Write out all the entries word for word and omit any pictures.

Start of Records shown

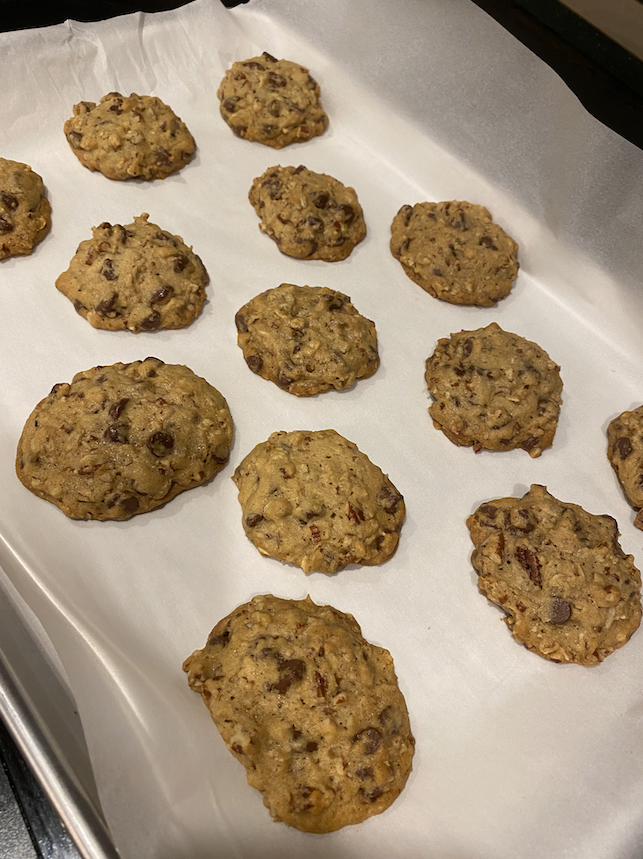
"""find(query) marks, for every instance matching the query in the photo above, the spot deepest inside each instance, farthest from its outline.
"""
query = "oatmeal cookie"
(494, 390)
(309, 215)
(455, 252)
(124, 439)
(307, 339)
(310, 708)
(625, 452)
(314, 500)
(24, 209)
(569, 591)
(129, 137)
(271, 101)
(137, 277)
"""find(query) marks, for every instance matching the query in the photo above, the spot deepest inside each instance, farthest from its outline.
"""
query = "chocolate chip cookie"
(124, 439)
(494, 390)
(24, 209)
(455, 252)
(314, 500)
(569, 591)
(310, 708)
(307, 339)
(309, 215)
(271, 101)
(138, 277)
(129, 137)
(625, 452)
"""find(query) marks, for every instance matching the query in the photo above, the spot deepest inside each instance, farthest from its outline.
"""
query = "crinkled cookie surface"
(313, 499)
(124, 439)
(137, 277)
(625, 452)
(455, 252)
(307, 339)
(24, 209)
(569, 591)
(310, 708)
(129, 137)
(493, 389)
(270, 101)
(309, 215)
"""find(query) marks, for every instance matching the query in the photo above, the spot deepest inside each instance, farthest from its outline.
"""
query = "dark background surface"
(606, 79)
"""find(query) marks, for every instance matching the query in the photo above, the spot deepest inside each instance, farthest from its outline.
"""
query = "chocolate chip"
(116, 433)
(389, 499)
(162, 294)
(254, 520)
(160, 443)
(276, 81)
(560, 610)
(254, 362)
(106, 306)
(10, 202)
(529, 562)
(240, 322)
(487, 242)
(624, 447)
(151, 322)
(230, 104)
(117, 408)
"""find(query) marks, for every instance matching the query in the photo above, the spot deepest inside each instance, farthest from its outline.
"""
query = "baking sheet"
(515, 756)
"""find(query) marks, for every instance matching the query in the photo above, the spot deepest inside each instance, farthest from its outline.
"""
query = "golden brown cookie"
(127, 137)
(124, 439)
(625, 452)
(494, 390)
(310, 708)
(271, 101)
(314, 500)
(309, 215)
(24, 209)
(569, 592)
(307, 339)
(138, 277)
(455, 252)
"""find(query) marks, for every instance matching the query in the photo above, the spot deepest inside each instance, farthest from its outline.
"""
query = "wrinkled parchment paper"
(428, 100)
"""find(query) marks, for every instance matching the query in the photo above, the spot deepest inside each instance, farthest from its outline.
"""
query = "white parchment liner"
(428, 99)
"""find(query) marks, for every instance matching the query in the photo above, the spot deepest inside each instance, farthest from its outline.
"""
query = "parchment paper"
(431, 100)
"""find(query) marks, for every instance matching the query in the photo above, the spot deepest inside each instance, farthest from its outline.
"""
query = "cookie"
(569, 591)
(455, 252)
(307, 339)
(310, 708)
(271, 101)
(129, 137)
(124, 439)
(137, 277)
(314, 500)
(24, 209)
(625, 452)
(494, 390)
(309, 215)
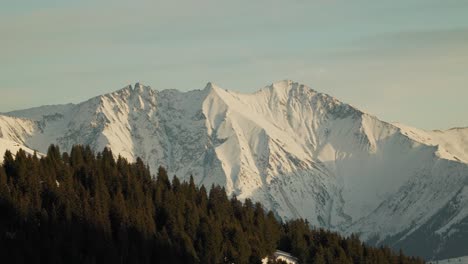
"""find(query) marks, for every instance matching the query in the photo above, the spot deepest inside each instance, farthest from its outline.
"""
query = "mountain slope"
(299, 152)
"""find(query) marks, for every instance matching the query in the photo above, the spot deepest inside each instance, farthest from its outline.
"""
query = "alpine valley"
(299, 152)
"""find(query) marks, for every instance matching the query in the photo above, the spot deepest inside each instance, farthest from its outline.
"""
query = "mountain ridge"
(302, 153)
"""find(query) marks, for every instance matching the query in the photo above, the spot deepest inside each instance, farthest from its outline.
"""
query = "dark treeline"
(84, 207)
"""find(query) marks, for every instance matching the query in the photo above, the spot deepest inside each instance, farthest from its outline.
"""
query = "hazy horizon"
(403, 61)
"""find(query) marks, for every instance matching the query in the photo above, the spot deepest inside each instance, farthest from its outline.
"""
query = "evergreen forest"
(86, 207)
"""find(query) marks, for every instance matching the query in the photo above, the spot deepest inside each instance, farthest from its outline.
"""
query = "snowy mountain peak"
(300, 152)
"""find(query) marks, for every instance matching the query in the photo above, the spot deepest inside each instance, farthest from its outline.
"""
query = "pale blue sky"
(403, 61)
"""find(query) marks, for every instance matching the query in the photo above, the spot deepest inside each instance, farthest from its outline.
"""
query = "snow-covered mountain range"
(299, 152)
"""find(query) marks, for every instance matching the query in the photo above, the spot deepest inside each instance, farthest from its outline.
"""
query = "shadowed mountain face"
(301, 153)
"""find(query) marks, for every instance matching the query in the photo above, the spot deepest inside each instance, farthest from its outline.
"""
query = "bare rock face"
(301, 153)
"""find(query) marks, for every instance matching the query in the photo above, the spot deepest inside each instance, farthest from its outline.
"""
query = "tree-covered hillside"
(84, 207)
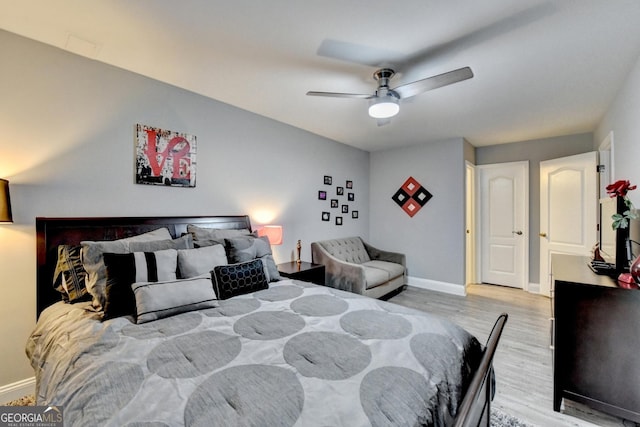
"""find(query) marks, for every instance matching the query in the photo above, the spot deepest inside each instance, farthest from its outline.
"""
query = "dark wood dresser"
(596, 339)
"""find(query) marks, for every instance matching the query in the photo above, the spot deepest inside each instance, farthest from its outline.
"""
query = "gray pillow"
(157, 300)
(194, 262)
(125, 269)
(93, 261)
(247, 248)
(215, 234)
(184, 242)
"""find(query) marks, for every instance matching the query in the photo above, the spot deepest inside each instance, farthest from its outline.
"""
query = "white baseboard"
(434, 285)
(18, 389)
(534, 288)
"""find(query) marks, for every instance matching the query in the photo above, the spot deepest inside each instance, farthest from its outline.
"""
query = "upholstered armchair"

End of Records shown

Output for this exercise:
"""find(query) marks, for every instance matching the query in the photo above, the spot deepest inside each instance, farthest from its outline.
"""
query = "oatmeal cookie"
(494, 390)
(309, 215)
(455, 252)
(124, 439)
(307, 339)
(310, 708)
(625, 452)
(314, 500)
(24, 209)
(569, 591)
(129, 137)
(271, 101)
(137, 277)
"""find(query) marks, for every instance matching the query in the photo above, the spot deepest inside each instance, farthest from its outline.
"""
query = "chocolate chip cookie"
(124, 439)
(494, 390)
(24, 209)
(455, 252)
(314, 500)
(569, 591)
(310, 708)
(307, 339)
(309, 215)
(271, 101)
(138, 277)
(129, 137)
(625, 452)
"""find(query) marks, for every instance matching the query in the photo above, the spot deepest inside each instance, farthest from its outline.
"""
query = "crinkled cookie surface"
(313, 499)
(124, 439)
(137, 277)
(625, 452)
(455, 252)
(307, 339)
(24, 209)
(569, 591)
(310, 708)
(129, 137)
(493, 389)
(270, 101)
(309, 215)
"""find(query) marks, for every instance matching the query in the photo above, the spot deepest inside each instance, farthest from its outline.
"""
query = "dark background surface"
(606, 79)
"""find(query) marks, for every instance matching the query in the photo above, the spot deepest inside each instance, farthest from its outline.
"""
query = "chocolate chip"
(116, 433)
(389, 499)
(162, 294)
(254, 520)
(160, 443)
(276, 81)
(560, 610)
(254, 362)
(106, 306)
(10, 202)
(529, 562)
(240, 322)
(487, 242)
(624, 447)
(151, 322)
(230, 104)
(117, 408)
"""find(query) marks, for every instance matching the query in the photo above, the spot deepest inside each instance, farthest from its outline.
"""
query = "baking sheet"
(515, 756)
"""find(query) marks, for every instance matching the query in the photo above, the spot deepest inside each instance, farthest from its outline.
"""
query = "golden brown cookie"
(127, 137)
(124, 439)
(625, 452)
(494, 390)
(310, 708)
(271, 101)
(314, 500)
(309, 215)
(24, 209)
(569, 592)
(307, 339)
(138, 277)
(455, 252)
"""find(query) marks, for every instance matching the query in the photo above, the spot deepest inside each instance, farthest from its outline.
"""
query = "wrinkled parchment paper"
(428, 100)
"""find(query) marks, for every instance matching the query in the photo above, the spot deepest inside each instance, farthest from its outline.
"""
query = "white parchment liner"
(428, 99)
"""find(query) marks, for every instance matching the query in the photo above, the spot deepest inside each instance, farthest from its outline.
"""
query = "parchment paper"
(431, 100)
"""find(query) marks, for every instance matching the query in the photo above, the spot deepest inside each instance, farthest from its outline.
"""
query = "cookie"
(569, 591)
(455, 252)
(307, 339)
(310, 708)
(271, 101)
(129, 137)
(124, 439)
(137, 277)
(314, 500)
(24, 209)
(625, 452)
(494, 390)
(309, 215)
"""find(query) marks, for every instance matching the query in the photo above, the spot deepest inside each instance, farthest from its outline.
"""
query = "mountain slope"
(299, 152)
"""find(query) marks, for every instance matching the query in the photo above, the spot deepest inside each instance, farthest from its outline.
"""
query = "alpine valley"
(299, 152)
"""find(query) marks, for every instance matching the query in the photo above, the spot deepest inside each instance, farthest from its outline.
"""
query = "mountain ridge"
(302, 153)
"""find(query) marks, for every instance matching the query in the photo above, the spot deepest inside each instance, farthest from its outline.
"""
query = "dark treeline"
(84, 207)
"""find(query) marks, for every instance matching the query in the photo above, the spot deepest inside each instance, farthest from its outline.
"""
query = "hazy horizon"
(403, 61)
"""find(query) marks, for every instance matching the query in the photo above, the spot deepest inside each instance, farthest from its outline.
"""
query = "evergreen forest"
(86, 207)
"""find(query) marks, for every instance matching the query in the photo above, the spot deepest inside each instance, farthest from its outline.
"""
query = "snowy mountain peak"
(300, 152)
"""find(query) marks, for every instance matching the query in the photo above, the spot deepest inside each instance, farthest from its outline.
"""
query = "pale blue sky"
(403, 61)
"""find(query) marks, for every instance matching the query in the photo above, the spot deepest inside each instance, farthest from its outline.
"""
query = "snow-covered mountain range"
(299, 152)
"""find(query) marks, for every instance matching the query in the photo above, the spot deepest inside each instance, farthest from its outline.
"""
query = "shadowed mountain face"
(301, 153)
"""find(query) marks, for every instance matching the query in the photo above, the spot deepest inside each instance, farthest from its outline.
"""
query = "bare rock face"
(301, 153)
"""find(query) marks, for every instance matching the query in the photo above, the spot deepest inside each instance, farthest from its outline.
"""
query = "tree-covered hillside"
(84, 207)
"""find(query) marks, for every instance matching the query in the photo above, the spot deepest inside each instance, farthest from its outline.
"""
query = "dark wood dresser"
(596, 339)
"""find(query) marks, for every instance matching the query in the photo above, the spot deepest inside each instance, farthest from its outline.
"""
query = "gray pillow"
(157, 300)
(194, 262)
(125, 269)
(93, 261)
(247, 248)
(215, 234)
(184, 242)
"""find(query) marks, for every instance matching the query in the photo above, the spot deepest inside each instance, farthest from its outline.
"""
query = "white baseboard"
(434, 285)
(18, 389)
(534, 288)
"""find(query) marks, for every instance matching the query in the photo above, the spot deepest inside each instance, farthest from its outline.
"""
query = "upholstered armchair"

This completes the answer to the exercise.